>>>>
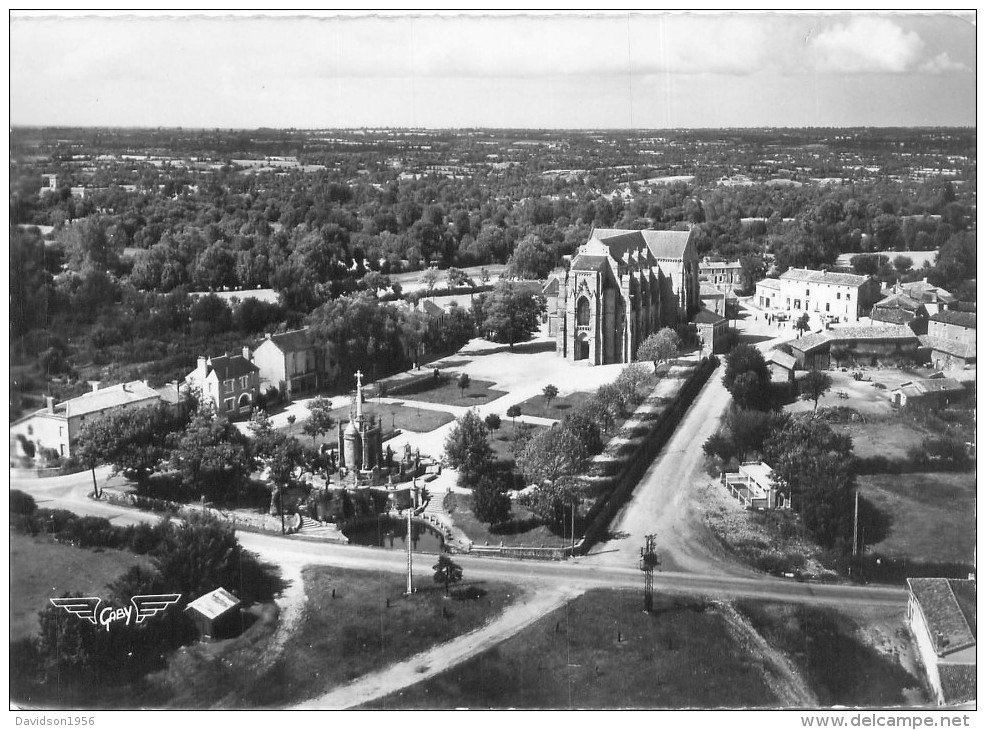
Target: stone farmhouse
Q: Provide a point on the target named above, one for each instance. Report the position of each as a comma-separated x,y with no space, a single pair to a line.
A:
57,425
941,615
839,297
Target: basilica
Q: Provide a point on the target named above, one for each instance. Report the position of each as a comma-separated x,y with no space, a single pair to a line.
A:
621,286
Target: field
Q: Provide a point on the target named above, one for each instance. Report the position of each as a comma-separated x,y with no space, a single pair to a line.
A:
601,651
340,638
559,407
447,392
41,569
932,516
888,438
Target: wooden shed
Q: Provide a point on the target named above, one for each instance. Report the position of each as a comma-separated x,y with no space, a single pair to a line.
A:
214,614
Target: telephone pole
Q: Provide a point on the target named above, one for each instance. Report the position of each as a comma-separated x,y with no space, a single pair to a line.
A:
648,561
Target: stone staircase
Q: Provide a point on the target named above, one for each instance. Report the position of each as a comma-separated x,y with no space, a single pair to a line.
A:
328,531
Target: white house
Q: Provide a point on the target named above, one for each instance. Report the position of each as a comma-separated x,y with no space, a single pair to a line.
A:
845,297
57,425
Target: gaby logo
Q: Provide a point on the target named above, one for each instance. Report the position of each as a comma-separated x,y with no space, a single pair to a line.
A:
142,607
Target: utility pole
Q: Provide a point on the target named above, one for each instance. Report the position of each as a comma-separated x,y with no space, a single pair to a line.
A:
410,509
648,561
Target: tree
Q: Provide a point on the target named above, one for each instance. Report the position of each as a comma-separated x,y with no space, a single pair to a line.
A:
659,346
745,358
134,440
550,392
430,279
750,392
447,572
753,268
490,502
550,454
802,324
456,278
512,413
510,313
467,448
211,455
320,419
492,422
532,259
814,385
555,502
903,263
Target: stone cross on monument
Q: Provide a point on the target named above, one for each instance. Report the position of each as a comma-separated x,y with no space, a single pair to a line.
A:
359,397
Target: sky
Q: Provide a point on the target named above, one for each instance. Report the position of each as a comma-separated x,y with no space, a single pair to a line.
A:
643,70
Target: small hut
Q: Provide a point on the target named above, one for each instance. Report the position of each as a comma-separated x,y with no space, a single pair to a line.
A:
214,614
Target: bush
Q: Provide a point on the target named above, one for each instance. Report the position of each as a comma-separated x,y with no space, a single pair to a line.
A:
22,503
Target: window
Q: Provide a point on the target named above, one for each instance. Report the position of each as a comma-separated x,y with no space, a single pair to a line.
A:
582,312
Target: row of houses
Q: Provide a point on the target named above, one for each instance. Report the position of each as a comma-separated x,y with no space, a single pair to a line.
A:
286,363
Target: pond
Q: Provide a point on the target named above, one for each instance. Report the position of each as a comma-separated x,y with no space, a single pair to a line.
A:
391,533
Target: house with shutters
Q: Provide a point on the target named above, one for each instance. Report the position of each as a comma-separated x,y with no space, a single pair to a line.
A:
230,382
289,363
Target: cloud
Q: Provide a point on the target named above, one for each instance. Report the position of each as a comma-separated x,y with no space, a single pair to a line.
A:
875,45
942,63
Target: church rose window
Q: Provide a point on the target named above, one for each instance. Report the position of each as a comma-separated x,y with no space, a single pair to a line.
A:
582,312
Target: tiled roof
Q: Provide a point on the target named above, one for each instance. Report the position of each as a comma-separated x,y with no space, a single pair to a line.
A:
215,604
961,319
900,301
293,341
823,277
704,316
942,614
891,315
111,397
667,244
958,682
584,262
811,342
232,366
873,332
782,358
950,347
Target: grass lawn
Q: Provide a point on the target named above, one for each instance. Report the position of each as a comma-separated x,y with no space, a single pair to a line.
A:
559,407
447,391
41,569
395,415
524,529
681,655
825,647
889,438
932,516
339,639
<<<<
>>>>
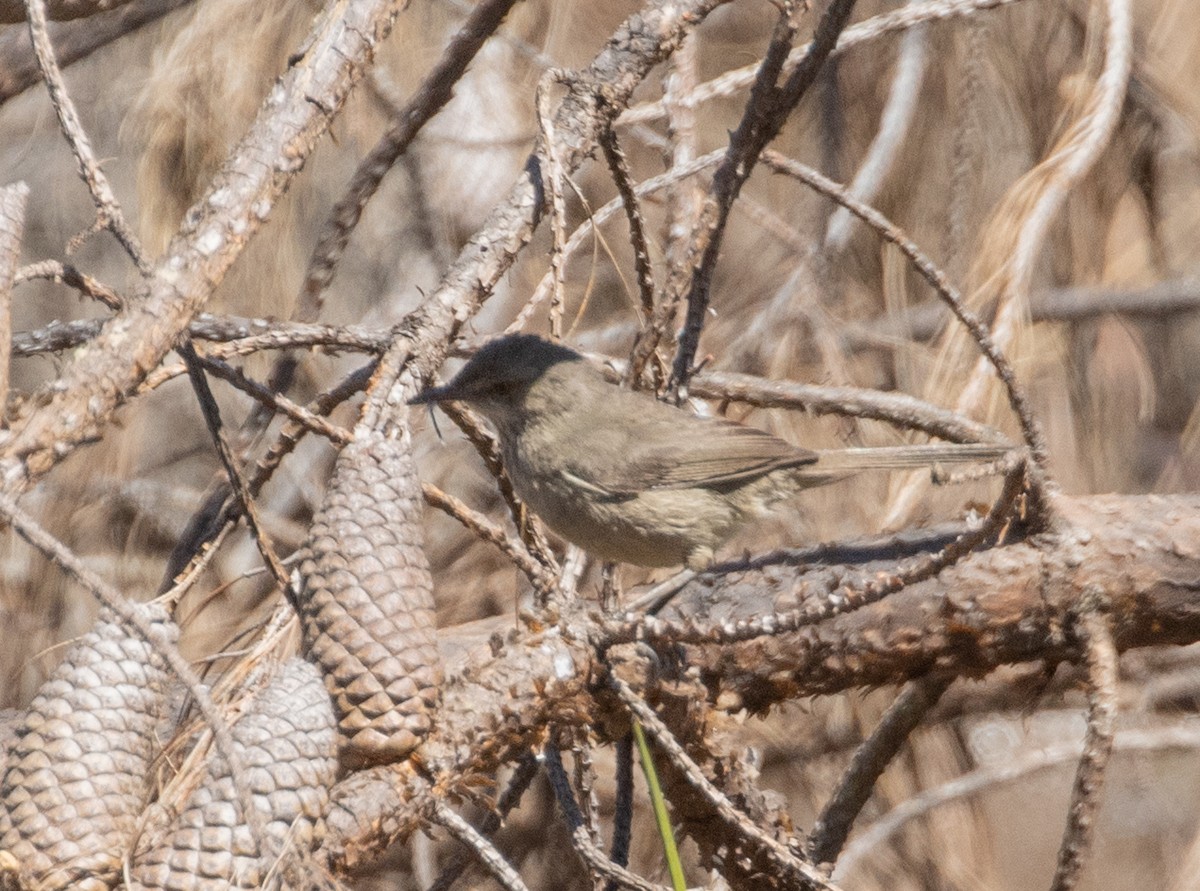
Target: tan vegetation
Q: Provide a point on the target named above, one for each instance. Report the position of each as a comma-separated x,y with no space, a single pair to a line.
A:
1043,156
<<<<
>>>>
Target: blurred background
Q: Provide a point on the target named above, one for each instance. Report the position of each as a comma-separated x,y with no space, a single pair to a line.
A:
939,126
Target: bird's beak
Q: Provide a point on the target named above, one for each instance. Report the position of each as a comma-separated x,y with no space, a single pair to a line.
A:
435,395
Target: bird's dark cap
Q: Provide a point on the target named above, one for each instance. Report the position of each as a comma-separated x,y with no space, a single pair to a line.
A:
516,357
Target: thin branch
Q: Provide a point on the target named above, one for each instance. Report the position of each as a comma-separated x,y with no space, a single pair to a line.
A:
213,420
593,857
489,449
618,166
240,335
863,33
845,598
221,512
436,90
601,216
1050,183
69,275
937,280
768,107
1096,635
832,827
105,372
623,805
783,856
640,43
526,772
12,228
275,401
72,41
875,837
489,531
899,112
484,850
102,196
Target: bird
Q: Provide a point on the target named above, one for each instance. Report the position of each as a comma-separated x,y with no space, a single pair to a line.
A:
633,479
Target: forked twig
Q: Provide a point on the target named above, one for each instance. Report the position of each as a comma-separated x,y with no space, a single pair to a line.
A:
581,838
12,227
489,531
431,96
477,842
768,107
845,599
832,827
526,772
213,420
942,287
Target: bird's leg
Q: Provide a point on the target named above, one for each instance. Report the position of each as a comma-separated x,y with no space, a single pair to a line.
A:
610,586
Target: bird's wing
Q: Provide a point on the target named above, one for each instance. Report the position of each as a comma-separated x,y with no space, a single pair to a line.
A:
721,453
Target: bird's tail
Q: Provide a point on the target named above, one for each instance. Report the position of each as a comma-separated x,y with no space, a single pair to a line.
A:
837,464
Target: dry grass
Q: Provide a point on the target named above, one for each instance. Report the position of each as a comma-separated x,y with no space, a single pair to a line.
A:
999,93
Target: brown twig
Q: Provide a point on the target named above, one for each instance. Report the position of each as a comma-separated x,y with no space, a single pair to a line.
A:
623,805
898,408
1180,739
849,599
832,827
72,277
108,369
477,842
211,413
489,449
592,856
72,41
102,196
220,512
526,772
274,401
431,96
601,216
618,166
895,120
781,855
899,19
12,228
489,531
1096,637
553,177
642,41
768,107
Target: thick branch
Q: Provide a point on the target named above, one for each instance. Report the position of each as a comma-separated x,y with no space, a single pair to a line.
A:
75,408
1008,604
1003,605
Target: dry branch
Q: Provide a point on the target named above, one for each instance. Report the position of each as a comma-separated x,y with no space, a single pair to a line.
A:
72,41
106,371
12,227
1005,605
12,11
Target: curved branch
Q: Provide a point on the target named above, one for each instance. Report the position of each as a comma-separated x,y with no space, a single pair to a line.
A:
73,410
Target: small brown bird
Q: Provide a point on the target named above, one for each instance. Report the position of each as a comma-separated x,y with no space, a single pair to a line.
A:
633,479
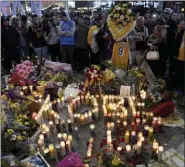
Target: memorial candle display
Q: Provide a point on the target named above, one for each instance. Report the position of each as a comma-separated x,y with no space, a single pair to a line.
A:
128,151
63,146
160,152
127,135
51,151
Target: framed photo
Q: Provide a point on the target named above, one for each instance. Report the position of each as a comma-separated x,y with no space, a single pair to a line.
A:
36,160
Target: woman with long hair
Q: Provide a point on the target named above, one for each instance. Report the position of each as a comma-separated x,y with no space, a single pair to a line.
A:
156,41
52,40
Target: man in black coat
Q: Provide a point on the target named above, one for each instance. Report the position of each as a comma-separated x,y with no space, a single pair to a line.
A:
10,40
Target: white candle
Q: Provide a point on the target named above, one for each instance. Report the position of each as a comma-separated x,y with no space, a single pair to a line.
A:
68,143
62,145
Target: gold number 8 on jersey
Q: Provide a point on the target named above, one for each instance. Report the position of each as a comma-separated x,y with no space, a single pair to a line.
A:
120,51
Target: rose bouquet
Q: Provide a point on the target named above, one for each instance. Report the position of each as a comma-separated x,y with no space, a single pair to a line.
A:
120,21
<<<<
**Exercise instructions**: Locate every line in the entries above that contains the word "window", and copy each of those lines.

**Task answer**:
Target: window
Target: church rose window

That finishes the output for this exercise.